=== Data for this exercise ===
--- BEGIN ---

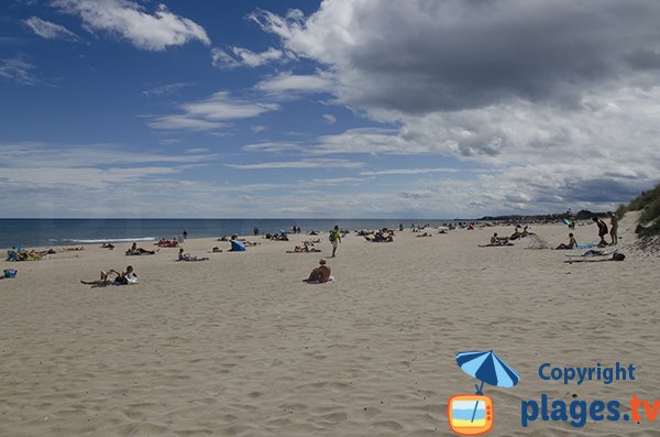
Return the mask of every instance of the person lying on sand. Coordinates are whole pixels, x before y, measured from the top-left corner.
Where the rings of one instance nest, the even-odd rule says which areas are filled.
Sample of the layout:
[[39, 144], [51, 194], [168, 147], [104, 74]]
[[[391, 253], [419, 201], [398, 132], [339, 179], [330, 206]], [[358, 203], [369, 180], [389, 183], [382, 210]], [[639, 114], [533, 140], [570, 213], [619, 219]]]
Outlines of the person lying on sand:
[[184, 253], [184, 248], [179, 249], [179, 255], [178, 255], [178, 261], [207, 261], [208, 258], [197, 258], [197, 256], [193, 256], [189, 253]]
[[578, 241], [575, 241], [575, 238], [573, 237], [573, 232], [571, 232], [571, 233], [569, 233], [569, 243], [568, 244], [561, 243], [554, 249], [575, 249], [576, 245], [578, 245]]
[[133, 245], [131, 245], [131, 249], [127, 250], [125, 253], [127, 255], [153, 255], [156, 252], [153, 250], [139, 248], [138, 243], [133, 243]]
[[320, 260], [319, 266], [312, 270], [309, 277], [304, 281], [310, 284], [324, 284], [330, 281], [330, 266], [326, 265], [326, 260]]
[[154, 245], [157, 245], [160, 248], [178, 248], [178, 241], [176, 241], [175, 239], [165, 240], [164, 238], [162, 238], [161, 240], [158, 240], [157, 243], [154, 243]]
[[[111, 274], [114, 274], [114, 277], [110, 277]], [[105, 287], [108, 285], [129, 285], [138, 283], [138, 274], [133, 271], [133, 266], [129, 265], [125, 272], [118, 272], [114, 269], [108, 271], [108, 273], [101, 271], [100, 278], [98, 281], [82, 281], [81, 284], [92, 285], [96, 287]]]
[[509, 237], [509, 240], [517, 240], [520, 237], [522, 237], [522, 232], [520, 232], [519, 227], [516, 227], [516, 230], [514, 231], [514, 233], [512, 233], [512, 236]]

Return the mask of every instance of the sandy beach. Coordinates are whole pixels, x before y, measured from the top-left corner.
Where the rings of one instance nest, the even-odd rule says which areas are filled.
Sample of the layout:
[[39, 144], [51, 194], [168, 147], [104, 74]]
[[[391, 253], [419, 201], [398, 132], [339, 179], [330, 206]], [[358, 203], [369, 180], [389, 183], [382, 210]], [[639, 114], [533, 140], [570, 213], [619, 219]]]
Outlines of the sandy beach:
[[[125, 256], [109, 251], [2, 263], [0, 435], [2, 436], [438, 436], [450, 396], [474, 393], [455, 353], [495, 350], [520, 375], [513, 389], [485, 386], [493, 436], [652, 436], [653, 422], [520, 425], [524, 400], [653, 400], [660, 260], [626, 250], [623, 262], [566, 264], [565, 251], [477, 248], [494, 231], [397, 232], [393, 243], [348, 236], [328, 259], [334, 283], [304, 283], [322, 253], [285, 254], [289, 242], [227, 252], [193, 239]], [[339, 223], [341, 225], [341, 222]], [[532, 226], [557, 245], [565, 226]], [[597, 240], [579, 226], [578, 241]], [[151, 248], [151, 243], [141, 244]], [[213, 245], [226, 252], [207, 253]], [[572, 253], [581, 253], [575, 251]], [[140, 284], [90, 288], [101, 269], [132, 264]], [[636, 368], [636, 381], [541, 381], [538, 368]], [[628, 408], [622, 406], [622, 413]]]

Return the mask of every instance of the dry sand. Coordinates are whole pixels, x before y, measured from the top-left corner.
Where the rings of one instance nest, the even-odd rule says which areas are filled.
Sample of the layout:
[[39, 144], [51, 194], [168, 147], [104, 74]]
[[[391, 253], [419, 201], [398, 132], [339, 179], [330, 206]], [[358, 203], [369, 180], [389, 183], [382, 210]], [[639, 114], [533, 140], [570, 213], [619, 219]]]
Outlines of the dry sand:
[[[564, 251], [484, 248], [493, 231], [394, 243], [349, 236], [329, 260], [337, 282], [301, 282], [330, 254], [285, 254], [265, 240], [243, 253], [188, 240], [124, 256], [88, 247], [16, 263], [0, 281], [1, 436], [439, 436], [447, 402], [475, 381], [455, 353], [493, 349], [520, 374], [484, 387], [493, 436], [652, 436], [651, 422], [540, 422], [520, 426], [520, 402], [660, 397], [659, 261], [565, 264]], [[341, 223], [340, 223], [341, 225]], [[561, 226], [531, 228], [553, 245]], [[595, 227], [578, 227], [594, 241]], [[143, 244], [146, 247], [146, 243]], [[141, 283], [90, 288], [101, 269], [132, 264]], [[2, 269], [8, 263], [2, 263]], [[581, 386], [538, 378], [542, 362], [636, 365], [637, 380]], [[574, 397], [576, 395], [576, 397]], [[622, 412], [627, 412], [626, 407]]]

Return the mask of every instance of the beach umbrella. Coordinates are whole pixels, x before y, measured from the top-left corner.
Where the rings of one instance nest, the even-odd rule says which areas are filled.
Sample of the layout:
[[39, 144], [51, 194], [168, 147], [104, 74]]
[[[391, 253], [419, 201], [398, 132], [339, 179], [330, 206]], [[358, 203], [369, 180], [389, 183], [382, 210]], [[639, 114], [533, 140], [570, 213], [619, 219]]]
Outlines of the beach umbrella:
[[[457, 353], [457, 363], [463, 372], [482, 382], [481, 386], [474, 385], [476, 394], [483, 394], [484, 382], [498, 387], [513, 387], [520, 380], [518, 373], [492, 350], [459, 352]], [[479, 402], [474, 404], [471, 422], [474, 422], [477, 405]]]

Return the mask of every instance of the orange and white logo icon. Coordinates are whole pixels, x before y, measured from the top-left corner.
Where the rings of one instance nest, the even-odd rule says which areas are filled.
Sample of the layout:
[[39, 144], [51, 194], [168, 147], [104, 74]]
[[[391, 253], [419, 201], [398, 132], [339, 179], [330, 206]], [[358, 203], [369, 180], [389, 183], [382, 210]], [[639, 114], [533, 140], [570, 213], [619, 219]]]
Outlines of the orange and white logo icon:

--- END ---

=== What to work on ===
Copy out all of the material above word for word, leaving out the pictures.

=== Task answer ===
Return the mask of every instance of the person lying on sand. Coordinates are whole pixels, x before y, measured from the top-left corner.
Where the rings of one instance nest, the even-odd rule says which areas are filled.
Sample of the layout:
[[39, 144], [51, 194], [168, 147], [104, 74]]
[[[391, 253], [419, 201], [398, 132], [339, 179], [330, 206]], [[358, 203], [369, 180], [389, 183], [382, 210]], [[639, 114], [533, 140], [570, 213], [619, 219]]]
Outlines of the person lying on sand:
[[184, 253], [184, 248], [179, 249], [179, 255], [178, 255], [178, 261], [207, 261], [208, 258], [197, 258], [197, 256], [193, 256], [189, 253]]
[[578, 241], [575, 241], [575, 238], [573, 237], [573, 232], [571, 232], [571, 233], [569, 233], [569, 243], [568, 244], [561, 243], [554, 249], [575, 249], [576, 245], [578, 245]]
[[133, 245], [131, 245], [131, 249], [127, 250], [125, 253], [127, 255], [153, 255], [156, 252], [153, 250], [139, 248], [138, 243], [133, 243]]
[[320, 260], [319, 266], [312, 270], [309, 277], [304, 281], [310, 284], [324, 284], [330, 281], [330, 266], [326, 265], [326, 260]]
[[154, 245], [157, 245], [160, 248], [178, 248], [178, 241], [176, 241], [175, 239], [165, 240], [164, 238], [162, 238], [161, 240], [158, 240], [157, 243], [154, 243]]
[[[111, 274], [114, 274], [114, 277], [110, 277]], [[105, 287], [108, 285], [129, 285], [138, 283], [138, 274], [133, 271], [133, 266], [129, 265], [125, 272], [118, 272], [114, 269], [108, 271], [108, 273], [101, 271], [100, 278], [98, 281], [82, 281], [81, 284], [92, 285], [96, 287]]]
[[509, 237], [509, 240], [517, 240], [520, 237], [522, 237], [522, 232], [520, 232], [519, 227], [516, 227], [516, 230], [514, 231], [514, 233], [512, 233], [512, 236]]

Return the mask of every instance of the sandy beach. Coordinates are whole pixels, x before y, measured from the top-left corner.
Where the rings of one instance nest, the even-odd rule says which areas are filled.
Sample of the layout:
[[39, 144], [51, 194], [168, 147], [104, 74]]
[[[391, 253], [419, 201], [398, 132], [339, 179], [330, 206]], [[358, 203], [369, 180], [389, 183], [382, 210]], [[639, 114], [533, 140], [570, 213], [619, 219]]]
Outlines of the sandy beach:
[[[125, 256], [109, 251], [2, 263], [0, 435], [2, 436], [438, 436], [450, 396], [474, 393], [455, 353], [495, 350], [520, 375], [513, 389], [485, 386], [493, 436], [652, 436], [653, 422], [520, 425], [524, 400], [653, 400], [660, 260], [626, 250], [623, 262], [566, 264], [565, 251], [477, 248], [494, 231], [397, 232], [393, 243], [348, 236], [328, 259], [334, 283], [304, 283], [322, 253], [285, 254], [289, 242], [227, 252], [193, 239]], [[339, 223], [341, 225], [341, 222]], [[532, 226], [557, 245], [565, 226]], [[597, 240], [579, 226], [578, 241]], [[151, 248], [151, 243], [141, 244]], [[213, 245], [226, 252], [207, 253]], [[572, 253], [581, 253], [575, 251]], [[140, 284], [90, 288], [101, 269], [132, 264]], [[636, 368], [636, 381], [541, 381], [538, 368]], [[628, 408], [622, 406], [622, 413]]]

Return the mask of every instance of the dry sand. Coordinates are whole pixels, x before y, measured from the top-left corner.
Where the rings of one instance nest, the even-odd rule says which areas are filled.
Sample of the layout:
[[39, 144], [51, 194], [168, 147], [104, 74]]
[[[391, 253], [419, 201], [398, 132], [339, 179], [330, 206]], [[358, 203], [369, 180], [389, 183], [382, 210]], [[639, 114], [533, 140], [570, 213], [619, 219]]]
Outlines of the dry sand:
[[[564, 251], [484, 248], [493, 231], [394, 243], [349, 236], [329, 260], [337, 282], [301, 282], [330, 254], [285, 254], [265, 240], [243, 253], [188, 240], [124, 256], [88, 247], [16, 263], [0, 281], [1, 436], [439, 436], [447, 402], [475, 381], [455, 353], [493, 349], [520, 374], [484, 387], [493, 436], [652, 436], [651, 422], [540, 422], [520, 426], [520, 402], [660, 397], [659, 261], [565, 264]], [[341, 223], [340, 223], [341, 225]], [[561, 226], [531, 228], [553, 245]], [[595, 227], [578, 227], [594, 241]], [[143, 244], [146, 247], [146, 243]], [[141, 283], [90, 288], [101, 269], [132, 264]], [[2, 269], [8, 263], [2, 263]], [[581, 386], [538, 378], [542, 362], [636, 365], [637, 380]], [[574, 397], [576, 395], [576, 397]], [[622, 412], [627, 412], [626, 407]]]

Return the mask of every instance of the beach umbrella. Coordinates are whole pixels, x before y, measured from the top-left corner.
Where the rings of one instance nest, the even-odd rule says which areas are filled.
Sample of the layout:
[[39, 144], [51, 194], [168, 147], [104, 74]]
[[[391, 253], [419, 201], [398, 132], [339, 179], [330, 206]], [[358, 203], [369, 180], [389, 183], [382, 210]], [[639, 114], [533, 140], [570, 213], [619, 219]]]
Outlines of the beach umbrella:
[[[457, 353], [457, 363], [463, 372], [482, 382], [481, 386], [474, 385], [476, 394], [483, 394], [484, 382], [498, 387], [513, 387], [520, 380], [518, 373], [492, 350], [459, 352]], [[479, 402], [474, 404], [471, 422], [474, 422], [477, 405]]]

Return the mask of every instance of the orange and white logo icon. Coordinates are whole pixels, x before y, measured from the top-left corner.
Where the rings of one instance nest, the even-odd rule says which areas are filled.
Sample of the layout:
[[39, 144], [51, 194], [168, 147], [104, 74]]
[[[391, 253], [419, 201], [398, 132], [339, 179], [330, 206]], [[358, 203], [369, 180], [389, 183], [382, 210]], [[639, 114], [533, 140], [570, 213], [619, 219]]]
Outlines of the orange and white logo icon:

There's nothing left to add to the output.